Can you extract the section of the coronavirus passage below from "So these respiratory" to "of our existence.", word for word?

Quoted passage ▸
*****

We've known about coronaviruses for decades. They cause 20% to 30% of the common cold. They also caused very severe illnesses like SARS a number of years ago, or a form coming out of the middle East called MERS, which is a particularly lethal coronavirus infection.
So these respiratory viruses have been around with humans for a while. In fact, if you go back to Florence in the 1400s with the plague, or hantavirus in London in the 1500s, we've been sitting around infectious disease pandemics for eternity. That's part of our existence.
We already have a defense system in our bodies that deals with viruses you and I get all the time. That's why many patients out there probably had coronavirus and didn’t even know about it. They get infected and their immune system shuts down viral replication, so the virus doesn't really become a disease. It just becomes an asymptomatic infection, and then they clear the virus.
Other patients, for reasons we don't understand, get a very severe respiratory and vascular illness, and then a whole body illness that may land them in the hospital and maybe on a ventilator.

*****

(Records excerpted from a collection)
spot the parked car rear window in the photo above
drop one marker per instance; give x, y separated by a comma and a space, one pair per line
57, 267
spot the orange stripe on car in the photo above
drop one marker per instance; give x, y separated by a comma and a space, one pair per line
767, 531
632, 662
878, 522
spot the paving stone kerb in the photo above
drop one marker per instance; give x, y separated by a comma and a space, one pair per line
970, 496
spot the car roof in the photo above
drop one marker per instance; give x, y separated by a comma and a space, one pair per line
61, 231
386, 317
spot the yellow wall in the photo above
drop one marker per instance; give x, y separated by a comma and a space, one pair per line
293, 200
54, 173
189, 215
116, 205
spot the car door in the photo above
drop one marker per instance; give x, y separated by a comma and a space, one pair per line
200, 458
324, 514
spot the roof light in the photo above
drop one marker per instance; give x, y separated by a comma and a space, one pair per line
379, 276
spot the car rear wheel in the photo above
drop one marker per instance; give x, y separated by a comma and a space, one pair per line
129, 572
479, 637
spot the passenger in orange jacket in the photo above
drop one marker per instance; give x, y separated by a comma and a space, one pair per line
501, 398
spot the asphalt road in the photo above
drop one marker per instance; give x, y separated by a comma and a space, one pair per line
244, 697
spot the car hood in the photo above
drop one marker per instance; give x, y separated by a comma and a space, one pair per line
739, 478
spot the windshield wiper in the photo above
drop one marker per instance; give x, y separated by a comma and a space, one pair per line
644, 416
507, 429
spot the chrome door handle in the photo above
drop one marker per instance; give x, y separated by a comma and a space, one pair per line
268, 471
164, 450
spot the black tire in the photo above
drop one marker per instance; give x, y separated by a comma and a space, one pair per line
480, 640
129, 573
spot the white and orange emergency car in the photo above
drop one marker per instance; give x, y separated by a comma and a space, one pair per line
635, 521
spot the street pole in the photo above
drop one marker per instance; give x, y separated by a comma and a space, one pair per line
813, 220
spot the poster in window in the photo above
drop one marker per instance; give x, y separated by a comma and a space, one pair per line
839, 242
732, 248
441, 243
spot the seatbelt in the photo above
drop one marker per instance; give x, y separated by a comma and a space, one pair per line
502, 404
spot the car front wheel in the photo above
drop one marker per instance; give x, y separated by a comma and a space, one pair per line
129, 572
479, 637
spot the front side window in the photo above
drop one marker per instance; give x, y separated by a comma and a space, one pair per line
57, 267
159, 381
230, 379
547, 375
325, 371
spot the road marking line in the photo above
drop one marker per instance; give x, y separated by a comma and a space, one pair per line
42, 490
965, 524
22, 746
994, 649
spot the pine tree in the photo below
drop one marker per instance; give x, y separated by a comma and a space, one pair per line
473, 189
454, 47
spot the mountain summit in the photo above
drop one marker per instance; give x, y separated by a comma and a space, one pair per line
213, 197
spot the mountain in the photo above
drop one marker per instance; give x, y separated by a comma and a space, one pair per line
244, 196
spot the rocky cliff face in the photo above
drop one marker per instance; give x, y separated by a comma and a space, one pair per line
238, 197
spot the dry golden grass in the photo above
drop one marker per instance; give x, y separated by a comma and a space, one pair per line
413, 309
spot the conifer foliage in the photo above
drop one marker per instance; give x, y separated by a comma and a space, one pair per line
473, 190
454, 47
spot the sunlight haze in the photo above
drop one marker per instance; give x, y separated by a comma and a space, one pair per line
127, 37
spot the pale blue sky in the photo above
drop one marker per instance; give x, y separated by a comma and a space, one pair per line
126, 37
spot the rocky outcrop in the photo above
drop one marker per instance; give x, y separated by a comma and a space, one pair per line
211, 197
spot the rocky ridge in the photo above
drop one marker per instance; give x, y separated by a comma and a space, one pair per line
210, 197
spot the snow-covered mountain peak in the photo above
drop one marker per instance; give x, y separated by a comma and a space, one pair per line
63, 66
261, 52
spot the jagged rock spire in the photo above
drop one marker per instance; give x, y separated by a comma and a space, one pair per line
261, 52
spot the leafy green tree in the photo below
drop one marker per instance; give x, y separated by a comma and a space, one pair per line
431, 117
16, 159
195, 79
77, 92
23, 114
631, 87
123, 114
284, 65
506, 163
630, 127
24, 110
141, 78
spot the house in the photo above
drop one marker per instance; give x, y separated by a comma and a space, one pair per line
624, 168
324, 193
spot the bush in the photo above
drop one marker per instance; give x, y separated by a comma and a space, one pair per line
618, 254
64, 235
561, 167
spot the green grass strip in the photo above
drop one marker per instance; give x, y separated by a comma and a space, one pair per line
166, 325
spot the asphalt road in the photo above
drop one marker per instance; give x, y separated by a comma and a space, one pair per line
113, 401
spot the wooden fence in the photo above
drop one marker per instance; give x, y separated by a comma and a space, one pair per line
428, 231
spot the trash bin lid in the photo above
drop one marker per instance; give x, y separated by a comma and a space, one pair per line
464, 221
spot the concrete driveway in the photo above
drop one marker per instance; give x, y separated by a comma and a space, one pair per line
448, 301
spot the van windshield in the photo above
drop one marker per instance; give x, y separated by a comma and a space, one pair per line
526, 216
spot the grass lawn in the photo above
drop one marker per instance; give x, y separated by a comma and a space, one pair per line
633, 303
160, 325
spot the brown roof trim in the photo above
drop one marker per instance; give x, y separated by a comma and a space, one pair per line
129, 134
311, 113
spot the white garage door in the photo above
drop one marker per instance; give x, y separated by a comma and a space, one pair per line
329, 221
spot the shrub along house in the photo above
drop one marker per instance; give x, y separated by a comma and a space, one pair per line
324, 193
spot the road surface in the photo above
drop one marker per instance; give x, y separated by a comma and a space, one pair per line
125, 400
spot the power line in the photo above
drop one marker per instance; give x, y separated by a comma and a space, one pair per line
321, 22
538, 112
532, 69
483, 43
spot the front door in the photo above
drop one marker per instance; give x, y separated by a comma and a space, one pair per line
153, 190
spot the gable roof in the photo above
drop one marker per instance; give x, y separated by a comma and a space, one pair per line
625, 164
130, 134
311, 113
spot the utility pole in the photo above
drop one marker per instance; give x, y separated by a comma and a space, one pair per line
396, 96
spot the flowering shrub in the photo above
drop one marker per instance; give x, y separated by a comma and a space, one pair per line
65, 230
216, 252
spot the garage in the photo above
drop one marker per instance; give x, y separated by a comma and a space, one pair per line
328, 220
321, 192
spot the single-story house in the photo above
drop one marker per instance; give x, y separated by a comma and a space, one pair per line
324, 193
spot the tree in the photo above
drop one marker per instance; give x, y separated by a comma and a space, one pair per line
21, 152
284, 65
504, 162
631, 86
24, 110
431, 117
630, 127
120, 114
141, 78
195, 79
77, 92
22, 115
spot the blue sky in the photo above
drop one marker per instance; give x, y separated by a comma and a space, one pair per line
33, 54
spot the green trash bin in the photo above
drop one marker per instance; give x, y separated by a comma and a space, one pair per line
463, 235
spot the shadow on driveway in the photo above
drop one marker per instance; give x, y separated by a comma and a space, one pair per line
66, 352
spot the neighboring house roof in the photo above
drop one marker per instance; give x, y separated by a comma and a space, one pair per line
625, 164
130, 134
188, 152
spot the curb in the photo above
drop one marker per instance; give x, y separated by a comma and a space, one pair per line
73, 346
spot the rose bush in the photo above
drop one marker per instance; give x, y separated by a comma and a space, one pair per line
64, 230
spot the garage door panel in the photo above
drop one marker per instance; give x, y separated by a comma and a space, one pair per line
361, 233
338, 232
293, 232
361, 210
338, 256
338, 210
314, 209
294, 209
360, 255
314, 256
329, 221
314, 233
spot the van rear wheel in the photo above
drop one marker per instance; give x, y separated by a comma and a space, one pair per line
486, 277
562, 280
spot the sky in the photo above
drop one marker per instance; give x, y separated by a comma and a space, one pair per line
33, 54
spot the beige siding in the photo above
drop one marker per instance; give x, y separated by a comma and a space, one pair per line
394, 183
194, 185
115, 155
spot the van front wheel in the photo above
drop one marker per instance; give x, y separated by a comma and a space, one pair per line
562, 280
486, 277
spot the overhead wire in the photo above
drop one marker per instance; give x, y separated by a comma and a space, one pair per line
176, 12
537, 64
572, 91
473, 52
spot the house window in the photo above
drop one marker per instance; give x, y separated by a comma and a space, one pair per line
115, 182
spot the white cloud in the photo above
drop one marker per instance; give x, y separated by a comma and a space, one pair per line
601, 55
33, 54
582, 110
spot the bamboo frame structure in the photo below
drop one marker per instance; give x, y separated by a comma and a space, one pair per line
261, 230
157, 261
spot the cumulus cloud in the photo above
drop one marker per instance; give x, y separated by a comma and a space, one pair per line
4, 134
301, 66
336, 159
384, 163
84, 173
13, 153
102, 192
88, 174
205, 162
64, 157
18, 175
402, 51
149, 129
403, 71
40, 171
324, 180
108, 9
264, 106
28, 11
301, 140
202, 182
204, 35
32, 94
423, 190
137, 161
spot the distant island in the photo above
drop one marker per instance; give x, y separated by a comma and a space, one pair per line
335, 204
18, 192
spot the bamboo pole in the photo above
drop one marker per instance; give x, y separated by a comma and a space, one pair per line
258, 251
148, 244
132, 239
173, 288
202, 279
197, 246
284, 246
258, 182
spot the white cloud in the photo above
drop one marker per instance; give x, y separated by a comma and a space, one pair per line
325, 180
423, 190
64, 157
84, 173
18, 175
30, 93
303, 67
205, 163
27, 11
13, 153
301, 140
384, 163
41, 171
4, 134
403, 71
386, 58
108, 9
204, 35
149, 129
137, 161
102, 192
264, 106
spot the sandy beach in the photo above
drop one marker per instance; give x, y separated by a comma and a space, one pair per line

*****

Written response ▸
So these respiratory viruses have been around with humans for a while. In fact, if you go back to Florence in the 1400s with the plague, or hantavirus in London in the 1500s, we've been sitting around infectious disease pandemics for eternity. That's part of our existence.